=== Passage shown ===
In the process of relating all this memoir to humans’ inner stew of memory, imagination, and story, I came to a new understanding of my father. This man who’d begun his aviation career in the wake of biplanes had ended up at the Kennedy Space Center. A failed rancher, yes, but also a former aviator who was helping to send humans into space. And, ultimately, to set a man’s foot on the moon.

How fitting Dad’s story arc; how sweet its trajectory.

[Dad bred and registered this bull; the photo was taken about 1954, a year before my birth in Hemet, California.]

14 Comments

  • Congratulations, Richard. What an honor. You keep getting better, and you illustrate how much a writer must work to get it right. The subject can be so elusive. Braiding allows you to take the inner impulse of memory, stimulated by the cane, and keep expanding and contracting it until it finds its proper place.

    Loved the ending: “to set a man’s foot on the moon.” You give the reader the opportunity to “get it”–always a great way to write.
=== Data to examine ===
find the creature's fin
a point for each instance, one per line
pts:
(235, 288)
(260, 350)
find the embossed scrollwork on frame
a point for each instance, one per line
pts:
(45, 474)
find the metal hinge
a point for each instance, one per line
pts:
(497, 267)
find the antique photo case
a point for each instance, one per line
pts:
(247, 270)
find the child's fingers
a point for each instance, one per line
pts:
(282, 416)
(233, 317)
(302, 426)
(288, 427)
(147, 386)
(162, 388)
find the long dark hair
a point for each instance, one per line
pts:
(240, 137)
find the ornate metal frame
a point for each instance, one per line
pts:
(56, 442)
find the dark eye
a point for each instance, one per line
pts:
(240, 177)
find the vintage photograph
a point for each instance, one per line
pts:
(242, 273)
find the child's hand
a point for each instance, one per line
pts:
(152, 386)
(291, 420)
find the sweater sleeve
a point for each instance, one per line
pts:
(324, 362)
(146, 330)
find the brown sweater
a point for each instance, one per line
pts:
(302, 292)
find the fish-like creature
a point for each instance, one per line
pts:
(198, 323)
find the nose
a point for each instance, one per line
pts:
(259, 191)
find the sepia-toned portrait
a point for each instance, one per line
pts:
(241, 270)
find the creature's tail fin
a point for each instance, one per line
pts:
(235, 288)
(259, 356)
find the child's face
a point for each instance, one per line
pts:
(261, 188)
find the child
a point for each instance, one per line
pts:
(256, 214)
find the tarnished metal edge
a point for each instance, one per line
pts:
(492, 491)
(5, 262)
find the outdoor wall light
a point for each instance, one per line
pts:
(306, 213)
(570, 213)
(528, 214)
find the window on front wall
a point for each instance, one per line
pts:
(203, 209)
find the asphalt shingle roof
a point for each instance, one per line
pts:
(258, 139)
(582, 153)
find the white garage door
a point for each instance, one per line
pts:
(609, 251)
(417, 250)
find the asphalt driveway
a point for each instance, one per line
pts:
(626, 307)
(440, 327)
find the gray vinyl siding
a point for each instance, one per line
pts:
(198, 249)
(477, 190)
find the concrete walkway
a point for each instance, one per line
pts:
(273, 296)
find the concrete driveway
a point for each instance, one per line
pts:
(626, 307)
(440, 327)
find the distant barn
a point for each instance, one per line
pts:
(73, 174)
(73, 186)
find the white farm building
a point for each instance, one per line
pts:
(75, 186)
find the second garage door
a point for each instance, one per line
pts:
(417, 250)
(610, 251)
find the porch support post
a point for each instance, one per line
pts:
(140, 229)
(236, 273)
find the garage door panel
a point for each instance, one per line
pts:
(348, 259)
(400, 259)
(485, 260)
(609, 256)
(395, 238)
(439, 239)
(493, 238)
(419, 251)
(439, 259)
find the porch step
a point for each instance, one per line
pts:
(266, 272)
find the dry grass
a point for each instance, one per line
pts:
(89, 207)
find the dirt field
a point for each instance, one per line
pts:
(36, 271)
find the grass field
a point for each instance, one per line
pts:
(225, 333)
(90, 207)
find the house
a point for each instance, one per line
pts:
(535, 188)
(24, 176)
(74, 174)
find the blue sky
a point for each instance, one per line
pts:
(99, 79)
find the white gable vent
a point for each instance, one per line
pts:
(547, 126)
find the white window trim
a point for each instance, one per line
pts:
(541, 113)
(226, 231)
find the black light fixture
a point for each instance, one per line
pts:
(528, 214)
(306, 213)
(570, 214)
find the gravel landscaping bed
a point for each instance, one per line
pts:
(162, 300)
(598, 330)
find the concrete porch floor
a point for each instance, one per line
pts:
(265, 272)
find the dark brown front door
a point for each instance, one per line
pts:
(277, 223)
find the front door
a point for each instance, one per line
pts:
===
• **Instructions for the task**:
In the passage above, where did the writer's father end up after beginning his aviation career?

• **Answer box**:
At the Kennedy Space Center.